INSTRUCTIONS FOR THE TASK: Print these lines again with no changes, covering all the records.

[Records from a dataset]
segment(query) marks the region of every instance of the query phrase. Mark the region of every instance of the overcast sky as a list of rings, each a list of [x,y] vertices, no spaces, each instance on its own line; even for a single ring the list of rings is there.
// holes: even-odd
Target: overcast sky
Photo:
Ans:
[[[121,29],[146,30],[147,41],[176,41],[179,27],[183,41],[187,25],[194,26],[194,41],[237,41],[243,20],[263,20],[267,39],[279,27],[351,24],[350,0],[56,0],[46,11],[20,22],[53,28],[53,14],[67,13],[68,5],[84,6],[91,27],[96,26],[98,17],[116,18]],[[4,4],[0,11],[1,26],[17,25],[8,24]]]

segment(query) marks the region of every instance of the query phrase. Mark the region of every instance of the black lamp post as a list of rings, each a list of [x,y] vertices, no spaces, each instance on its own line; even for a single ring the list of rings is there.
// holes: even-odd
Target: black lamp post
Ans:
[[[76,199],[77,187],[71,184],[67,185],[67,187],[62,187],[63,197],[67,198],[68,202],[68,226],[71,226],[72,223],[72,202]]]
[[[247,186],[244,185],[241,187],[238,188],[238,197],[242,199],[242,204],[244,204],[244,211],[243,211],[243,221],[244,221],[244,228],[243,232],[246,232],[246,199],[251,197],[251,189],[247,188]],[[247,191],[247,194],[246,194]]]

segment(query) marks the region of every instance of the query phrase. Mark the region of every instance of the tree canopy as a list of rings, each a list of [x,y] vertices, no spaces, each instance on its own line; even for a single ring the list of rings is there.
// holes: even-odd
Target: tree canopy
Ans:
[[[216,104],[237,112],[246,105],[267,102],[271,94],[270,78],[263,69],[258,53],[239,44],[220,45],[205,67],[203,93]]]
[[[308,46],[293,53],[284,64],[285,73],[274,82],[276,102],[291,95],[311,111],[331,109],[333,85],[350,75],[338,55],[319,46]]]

SOLVED EXERCISE:
segment(query) marks the region of every instance of the query phrase. Mark the region of every instance of the overcast sky as a list of rings, each a list of [x,y] vertices, no spaces, each instance on its own line; even for a single ring the list of rings is there.
// holes: even-odd
Target: overcast sky
Photo:
Ans:
[[[121,29],[146,30],[147,41],[176,41],[179,27],[183,41],[187,25],[194,26],[194,41],[237,41],[243,20],[263,20],[267,39],[279,27],[351,24],[350,0],[56,0],[46,11],[20,22],[53,28],[53,14],[67,13],[68,5],[84,6],[91,27],[96,26],[98,17],[116,18]],[[4,4],[0,11],[1,26],[17,25],[8,24]]]

segment(query) marks the region of every instance of the query phrase. Mark the region of every instance of the black lamp post as a list of rings, each a list of [x,y] vertices, no spaces, each instance on its own line; even for a single ring the list of rings is there.
// holes: even-odd
Target: black lamp post
Ans:
[[[76,199],[77,187],[71,184],[67,185],[67,187],[62,187],[63,197],[67,198],[68,202],[68,226],[71,226],[72,223],[72,202]]]
[[[247,186],[244,185],[241,187],[238,188],[238,197],[242,199],[242,204],[244,204],[244,211],[243,211],[243,221],[244,221],[244,228],[243,232],[246,232],[246,199],[251,197],[251,189],[247,188]],[[247,191],[247,194],[246,194]]]

segment(query) marks the region of every instance of the query phrase. Mark the region of every instance of the tree canopy as a list of rings, each a list of [x,y] vertices, no spaces, each instance on its own line; even for a single ring the list of rings is there.
// holes: even-odd
Target: tree canopy
Ans:
[[[216,104],[237,112],[246,105],[267,102],[271,94],[270,78],[263,69],[258,53],[239,44],[220,45],[205,67],[203,93]]]
[[[308,46],[293,53],[284,64],[285,73],[274,82],[276,102],[291,95],[311,111],[331,109],[333,85],[350,75],[338,55],[319,46]]]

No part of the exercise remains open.